*DO THIS:*
Can you continue the London production history of Tom Stoppard's Rosencrantz and Guildenstern play, shown below, starting after its last entry?

Play by Tom Stoppard. A verbally scintillating and richly inventive play that retells Shakespeare's Hamlet through the eyes of two of its minor characters. Vaguely conscious that they are bit parts in a much bigger story of which they have no direct knowledge, Rosencrantz and Guildenstern hilariously and poignantly inhabit a world completely beyond their grasp.
Original West End Production 1967 /1970
Opened 11 April 1967, Closed 22 October 1970 (in repertory) at the Old Vic Theatre
The original cast featured John Stride as 'Rosencrantz', Edward Petherbridge as 'Guildenstern', Graham Crowden as 'The Player King' (the cast also included John McEnery as 'Hamlet' and Christopher Timothy as a 'Courtier / Attendant'). Directed by Derek Goldby with designs by Desmond Heeley, lighting by Richard Pilbrow abnd music by Marc Wilkinson. Presented by the National Theatre.
London Young Vic Revival 1973 /1975
Opened 20 March 1973, Closed 7 June 1975 (in repertory) at the Young Vic Theatre
The original cast featured Nicky Henson as 'Rosencrantz', Andrew Robertson as 'Guildenstern', Gavin Reed as 'The Player King' (the cast also included Ian Charleson as 'Hamlet') Directed by Bernard Goss with designs by John MacFarlane, lighting by David Watson and music by Jeremy James Taylor. This production, in a re-cast staging, transferred to the West End's Criterion Theatre in August 1975.
1st West End Revival 1975 / 1976
Opened 4 August 1975, Closed 13 March 1976 at the Criterion Theatre
The original cast featured Christopher Timothy as 'Rosencrantz', Richard O'Callaghan as 'Guildenstern' and Philip Locke as 'The Player King'. Directed by Bernard Goss with sets by Brenda Hartill Moores, costumes by John MacFarlane, lighting by John B Read and music by Jeremy James Taylor. This was a re-cast transfer from the Young Vic Theatre.
London Young Vic Revival 1977 / 1981
Opened 31 May 1977, Closed 7 November 1981 (in repertory) at the Young Vic Theatre
The original cast featured Paul Kelly as 'Rosencrantz', Robert East as 'Guildenstern' and David Henry as 'The Player King'. Directed by Jeremy James Taylor.

*EXCERPTED RECORDS:*
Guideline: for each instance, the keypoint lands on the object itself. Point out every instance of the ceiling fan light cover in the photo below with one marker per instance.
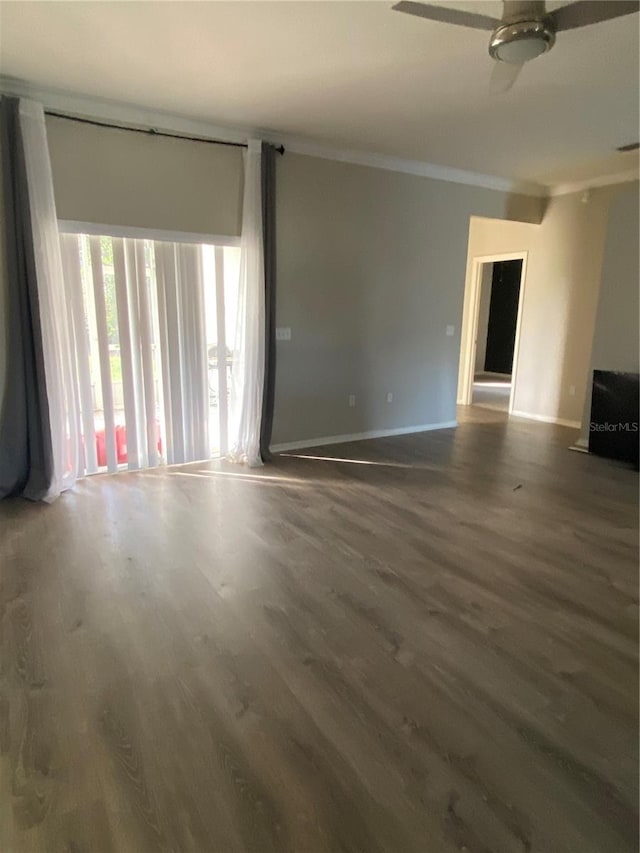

* * *

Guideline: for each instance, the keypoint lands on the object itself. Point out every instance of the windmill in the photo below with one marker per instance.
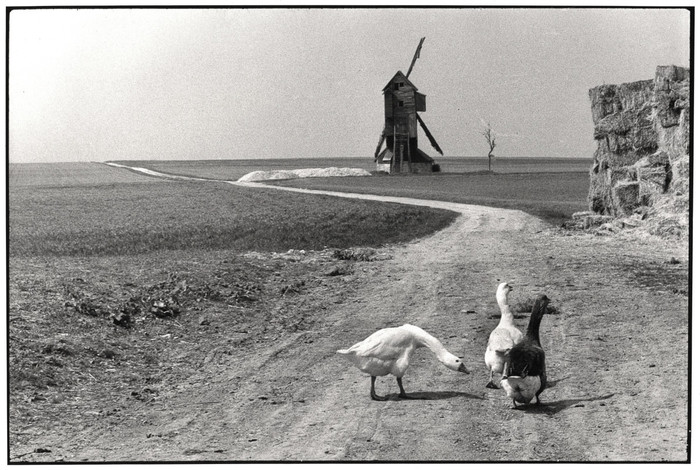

*SOLVED EXERCISE:*
2nd West End Revival 1987
Previewed 9 June 1987, Opened 15 June 1987, Closed 19 September 1987 at the Piccadilly Theatre
The original cast featured Stephen Frost as 'Rosencrantz', Mark Arden as 'Guildenstern' and Lionel Blair as 'The Player King'. Directed by Peter Wilson. Stephen Frost and Mark Arden AKA 'The Oblivion Boys' were a 1980s television comedy double act. A Nottingham Playhouse / Mobil Touring production.
London National Theatre Revival 1995
Previewed 8 December 1995, Opened 14 December 1995, Closed 20 August 1996 (in repertory) at the NT Lyttelton Theatre
The original cast featured Adrian Scarborough as 'Rosencrantz', Simon Russell Beale as 'Guildenstern', Alan Howard as 'The Player King' and Paul Rattigan as 'Hamlet'. Directed by Matthew Francis with designs by Lez Brotherston, lighting by Howard Harrison and music by Mia Soteriou.
3rd West End Revival 2011
Previewed 16 June 2011, Opened 21 June 2011, Closed 20 August 2011 at the Haymarket Theatre
The cast for Rosencrantz and Guildenstern Are Dead in London features Samuel Barnett as 'Rosencrantz', Jamie Parker as 'Guildenstern' and Chris Andrew Mellon as 'The Player KIng'along with Michael Benz, Tomm Coles, Trevor Allan Davies, Zac Fox, Fiona Gillies, Tom Golding, Charlie Hamblett, Jack Hawkins, Elisabeth Hopper, Andrew Jarvis, Greg Last, Jody Elen Machin, James Northcote, Stephen Pallister, Katherine Press, James Simmons and Keith Thompson. It is directed by Trevor Nunn with designs by Simon Higlett, lighting by Tim Mitchell, music by Steven Edis and sound by Paul Groothuis. This production transfers to London's West End following a season at the Chichester Festival Theatre in West Sussex from May to June 2011. Tim Curry was originally scheduled to appear as 'The Player King', but unfortunately he was forced to drop out of this production during previews at Chichester due to ill health.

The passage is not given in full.